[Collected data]
=== Begin Enclosure ===

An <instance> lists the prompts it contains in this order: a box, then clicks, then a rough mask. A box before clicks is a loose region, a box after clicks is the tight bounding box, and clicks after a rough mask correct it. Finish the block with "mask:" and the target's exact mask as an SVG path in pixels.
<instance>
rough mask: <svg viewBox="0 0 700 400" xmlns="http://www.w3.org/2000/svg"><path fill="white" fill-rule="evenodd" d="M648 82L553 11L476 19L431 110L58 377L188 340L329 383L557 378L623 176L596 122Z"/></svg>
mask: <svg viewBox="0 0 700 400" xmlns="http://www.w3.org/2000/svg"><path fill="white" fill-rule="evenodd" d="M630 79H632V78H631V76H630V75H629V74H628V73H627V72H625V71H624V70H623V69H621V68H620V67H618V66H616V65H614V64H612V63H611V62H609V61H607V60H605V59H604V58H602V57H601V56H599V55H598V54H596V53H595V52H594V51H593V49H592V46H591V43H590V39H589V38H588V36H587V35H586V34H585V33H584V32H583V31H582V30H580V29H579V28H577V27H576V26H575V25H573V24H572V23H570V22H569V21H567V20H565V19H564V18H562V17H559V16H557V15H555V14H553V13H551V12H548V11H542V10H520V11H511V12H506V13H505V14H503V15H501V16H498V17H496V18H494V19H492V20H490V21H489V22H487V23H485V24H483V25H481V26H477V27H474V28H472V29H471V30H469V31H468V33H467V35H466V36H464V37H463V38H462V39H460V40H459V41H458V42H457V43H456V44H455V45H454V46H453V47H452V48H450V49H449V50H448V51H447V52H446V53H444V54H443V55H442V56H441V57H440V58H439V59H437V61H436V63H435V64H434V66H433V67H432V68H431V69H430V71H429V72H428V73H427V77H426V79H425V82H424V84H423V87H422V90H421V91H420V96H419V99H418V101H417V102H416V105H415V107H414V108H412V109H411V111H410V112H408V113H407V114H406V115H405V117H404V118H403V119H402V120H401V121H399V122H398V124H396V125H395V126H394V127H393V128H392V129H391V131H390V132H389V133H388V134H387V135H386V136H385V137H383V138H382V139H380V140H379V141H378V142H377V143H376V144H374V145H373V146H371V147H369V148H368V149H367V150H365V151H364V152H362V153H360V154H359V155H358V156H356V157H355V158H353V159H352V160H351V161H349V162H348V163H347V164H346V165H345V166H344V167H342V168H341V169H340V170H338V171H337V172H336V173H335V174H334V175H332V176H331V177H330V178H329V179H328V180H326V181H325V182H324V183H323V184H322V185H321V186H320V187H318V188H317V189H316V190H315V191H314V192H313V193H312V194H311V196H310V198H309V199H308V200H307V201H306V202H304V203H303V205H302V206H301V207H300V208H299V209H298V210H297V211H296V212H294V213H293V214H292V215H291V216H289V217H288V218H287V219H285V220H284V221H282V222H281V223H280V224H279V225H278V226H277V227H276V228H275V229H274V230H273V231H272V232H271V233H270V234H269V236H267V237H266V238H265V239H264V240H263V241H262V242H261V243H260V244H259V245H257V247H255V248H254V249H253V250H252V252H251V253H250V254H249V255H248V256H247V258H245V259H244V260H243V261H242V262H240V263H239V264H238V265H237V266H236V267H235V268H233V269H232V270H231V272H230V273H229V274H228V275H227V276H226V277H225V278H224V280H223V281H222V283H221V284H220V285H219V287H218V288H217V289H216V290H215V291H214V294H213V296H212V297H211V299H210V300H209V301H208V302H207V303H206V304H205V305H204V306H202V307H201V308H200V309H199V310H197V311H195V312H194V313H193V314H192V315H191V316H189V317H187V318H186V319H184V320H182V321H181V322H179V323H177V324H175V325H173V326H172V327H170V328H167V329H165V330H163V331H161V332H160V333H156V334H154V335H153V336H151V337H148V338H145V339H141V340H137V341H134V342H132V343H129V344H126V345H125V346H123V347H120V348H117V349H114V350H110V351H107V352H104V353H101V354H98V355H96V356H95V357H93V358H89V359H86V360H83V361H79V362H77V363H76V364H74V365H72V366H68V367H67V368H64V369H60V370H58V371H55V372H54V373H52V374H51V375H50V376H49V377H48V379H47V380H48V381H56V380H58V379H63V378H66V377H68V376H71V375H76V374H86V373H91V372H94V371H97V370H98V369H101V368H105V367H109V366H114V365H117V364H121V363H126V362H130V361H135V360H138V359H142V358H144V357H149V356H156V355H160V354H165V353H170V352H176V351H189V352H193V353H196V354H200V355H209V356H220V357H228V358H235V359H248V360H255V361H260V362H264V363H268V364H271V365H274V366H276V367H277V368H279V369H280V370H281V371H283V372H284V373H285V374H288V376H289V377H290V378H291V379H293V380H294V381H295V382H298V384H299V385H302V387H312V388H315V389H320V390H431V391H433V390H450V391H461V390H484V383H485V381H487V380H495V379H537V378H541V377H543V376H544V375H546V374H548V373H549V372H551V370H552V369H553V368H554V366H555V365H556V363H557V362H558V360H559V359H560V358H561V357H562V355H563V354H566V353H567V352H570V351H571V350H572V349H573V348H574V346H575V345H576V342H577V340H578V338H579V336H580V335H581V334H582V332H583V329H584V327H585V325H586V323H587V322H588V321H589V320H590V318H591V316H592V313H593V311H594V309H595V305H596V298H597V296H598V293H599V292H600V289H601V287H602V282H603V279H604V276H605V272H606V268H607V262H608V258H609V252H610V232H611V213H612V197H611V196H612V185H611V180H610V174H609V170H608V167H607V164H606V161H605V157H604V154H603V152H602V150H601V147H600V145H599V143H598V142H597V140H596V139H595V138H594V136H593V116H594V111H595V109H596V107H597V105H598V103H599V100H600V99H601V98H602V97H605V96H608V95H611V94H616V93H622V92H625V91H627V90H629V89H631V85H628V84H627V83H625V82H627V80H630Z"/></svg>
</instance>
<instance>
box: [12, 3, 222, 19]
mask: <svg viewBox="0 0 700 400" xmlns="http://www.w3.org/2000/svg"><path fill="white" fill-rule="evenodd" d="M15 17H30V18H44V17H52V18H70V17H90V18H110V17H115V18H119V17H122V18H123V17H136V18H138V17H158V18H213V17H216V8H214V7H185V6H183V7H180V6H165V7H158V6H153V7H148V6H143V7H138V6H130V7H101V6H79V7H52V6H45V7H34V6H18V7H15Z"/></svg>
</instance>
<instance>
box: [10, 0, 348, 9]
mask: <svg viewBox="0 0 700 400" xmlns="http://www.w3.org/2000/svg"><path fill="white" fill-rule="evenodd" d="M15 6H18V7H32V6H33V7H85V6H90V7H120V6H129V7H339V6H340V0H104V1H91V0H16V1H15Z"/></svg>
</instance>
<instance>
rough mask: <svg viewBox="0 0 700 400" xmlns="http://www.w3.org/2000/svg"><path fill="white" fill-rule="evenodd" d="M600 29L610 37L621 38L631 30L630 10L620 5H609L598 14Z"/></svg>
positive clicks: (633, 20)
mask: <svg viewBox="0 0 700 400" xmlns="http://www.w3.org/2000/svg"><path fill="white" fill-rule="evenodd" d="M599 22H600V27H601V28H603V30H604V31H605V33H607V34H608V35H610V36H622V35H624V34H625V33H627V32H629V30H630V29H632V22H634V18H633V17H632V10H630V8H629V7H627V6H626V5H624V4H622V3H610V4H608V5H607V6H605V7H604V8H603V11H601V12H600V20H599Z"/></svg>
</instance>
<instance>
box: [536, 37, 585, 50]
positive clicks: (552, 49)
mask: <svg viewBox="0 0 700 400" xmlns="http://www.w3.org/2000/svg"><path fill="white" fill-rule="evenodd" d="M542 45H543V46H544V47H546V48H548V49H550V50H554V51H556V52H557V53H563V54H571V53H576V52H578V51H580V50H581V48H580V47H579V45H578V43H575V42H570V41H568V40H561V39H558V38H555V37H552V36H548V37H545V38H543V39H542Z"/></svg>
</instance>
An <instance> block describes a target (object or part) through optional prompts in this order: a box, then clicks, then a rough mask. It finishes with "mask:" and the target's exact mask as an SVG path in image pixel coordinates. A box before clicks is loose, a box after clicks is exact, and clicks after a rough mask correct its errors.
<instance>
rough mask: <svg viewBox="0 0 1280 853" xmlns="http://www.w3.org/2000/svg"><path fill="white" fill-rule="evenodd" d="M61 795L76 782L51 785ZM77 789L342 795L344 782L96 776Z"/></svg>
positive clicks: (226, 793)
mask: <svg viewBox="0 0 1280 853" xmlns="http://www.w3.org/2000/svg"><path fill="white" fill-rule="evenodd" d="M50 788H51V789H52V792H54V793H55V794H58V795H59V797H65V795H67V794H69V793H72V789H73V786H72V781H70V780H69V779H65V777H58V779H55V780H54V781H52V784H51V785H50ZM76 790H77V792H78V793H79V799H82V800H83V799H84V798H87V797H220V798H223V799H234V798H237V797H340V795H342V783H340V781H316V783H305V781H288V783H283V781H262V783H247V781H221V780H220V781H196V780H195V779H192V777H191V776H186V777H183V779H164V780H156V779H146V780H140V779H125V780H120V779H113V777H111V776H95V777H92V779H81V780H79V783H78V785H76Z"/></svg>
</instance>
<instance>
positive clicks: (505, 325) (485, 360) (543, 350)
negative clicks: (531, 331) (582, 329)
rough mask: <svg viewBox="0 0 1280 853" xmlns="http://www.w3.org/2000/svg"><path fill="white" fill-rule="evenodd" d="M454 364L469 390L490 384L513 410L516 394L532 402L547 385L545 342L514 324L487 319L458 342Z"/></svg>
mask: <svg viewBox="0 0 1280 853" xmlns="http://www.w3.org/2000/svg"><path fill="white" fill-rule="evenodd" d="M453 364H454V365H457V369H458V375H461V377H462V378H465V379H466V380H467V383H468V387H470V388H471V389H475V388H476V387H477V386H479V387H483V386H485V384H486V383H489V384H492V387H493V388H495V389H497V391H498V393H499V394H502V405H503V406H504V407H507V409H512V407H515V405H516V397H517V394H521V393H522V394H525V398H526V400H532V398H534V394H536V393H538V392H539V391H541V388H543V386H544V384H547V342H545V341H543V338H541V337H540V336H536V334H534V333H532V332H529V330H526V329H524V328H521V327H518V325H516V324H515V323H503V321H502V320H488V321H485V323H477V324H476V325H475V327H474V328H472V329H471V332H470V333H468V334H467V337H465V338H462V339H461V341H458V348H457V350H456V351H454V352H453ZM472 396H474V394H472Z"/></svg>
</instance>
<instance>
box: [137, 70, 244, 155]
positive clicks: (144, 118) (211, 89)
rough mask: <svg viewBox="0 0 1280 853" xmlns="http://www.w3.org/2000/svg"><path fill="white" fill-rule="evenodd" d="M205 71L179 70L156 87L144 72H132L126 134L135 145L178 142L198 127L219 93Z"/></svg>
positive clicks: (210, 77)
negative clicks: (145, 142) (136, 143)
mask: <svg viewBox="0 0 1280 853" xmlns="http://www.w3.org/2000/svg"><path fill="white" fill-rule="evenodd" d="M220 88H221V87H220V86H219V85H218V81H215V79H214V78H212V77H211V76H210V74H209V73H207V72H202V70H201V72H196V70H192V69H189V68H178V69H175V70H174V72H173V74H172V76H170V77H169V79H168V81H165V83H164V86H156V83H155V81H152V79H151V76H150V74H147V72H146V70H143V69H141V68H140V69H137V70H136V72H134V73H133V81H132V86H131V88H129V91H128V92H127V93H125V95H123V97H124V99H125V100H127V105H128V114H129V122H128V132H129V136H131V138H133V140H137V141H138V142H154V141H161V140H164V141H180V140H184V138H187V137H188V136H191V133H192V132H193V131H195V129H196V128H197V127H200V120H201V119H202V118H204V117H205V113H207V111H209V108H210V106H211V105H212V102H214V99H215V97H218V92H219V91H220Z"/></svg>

=== End Enclosure ===

WORK REQUIRED :: The expected answer is an exact copy of the lines above, beginning at the line with "positive clicks: (552, 49)" and ending at the line with "negative clicks: (531, 331) (582, 329)", with both ends in.

TASK ANSWER ::
positive clicks: (552, 49)
mask: <svg viewBox="0 0 700 400" xmlns="http://www.w3.org/2000/svg"><path fill="white" fill-rule="evenodd" d="M542 45H543V46H544V47H546V48H548V49H550V50H554V51H556V52H557V53H563V54H571V53H576V52H578V51H580V50H581V48H580V47H579V45H578V43H575V42H570V41H568V40H561V39H558V38H555V37H552V36H548V37H545V38H543V39H542Z"/></svg>
</instance>
An <instance> block describes a target (object or part) through optional prompts in this order: a box, then clicks, then a rough mask. It finishes with "mask:" and the target's exact mask as an SVG path in image pixel coordinates. A box before clicks is loose, a box after clicks is exact, and clicks after a rough mask correct its errors.
<instance>
rough mask: <svg viewBox="0 0 1280 853" xmlns="http://www.w3.org/2000/svg"><path fill="white" fill-rule="evenodd" d="M61 795L76 782L51 785ZM77 789L342 795L344 782L96 776Z"/></svg>
positive clicks: (226, 793)
mask: <svg viewBox="0 0 1280 853" xmlns="http://www.w3.org/2000/svg"><path fill="white" fill-rule="evenodd" d="M50 788H51V789H52V792H54V793H55V794H58V795H59V797H65V795H67V794H69V793H72V789H73V786H72V781H70V780H69V779H65V777H58V779H55V780H54V781H52V784H51V785H50ZM76 790H77V792H78V793H79V799H82V800H83V799H84V798H87V797H220V798H223V799H234V798H237V797H340V795H342V783H340V781H316V783H305V781H288V783H283V781H262V783H247V781H221V780H220V781H196V780H195V779H192V777H191V776H186V777H183V779H164V780H156V779H146V780H140V779H125V780H120V779H113V777H111V776H95V777H92V779H81V780H79V783H78V785H76Z"/></svg>
</instance>
<instance>
positive clicks: (505, 325) (485, 360) (543, 350)
negative clicks: (531, 331) (582, 329)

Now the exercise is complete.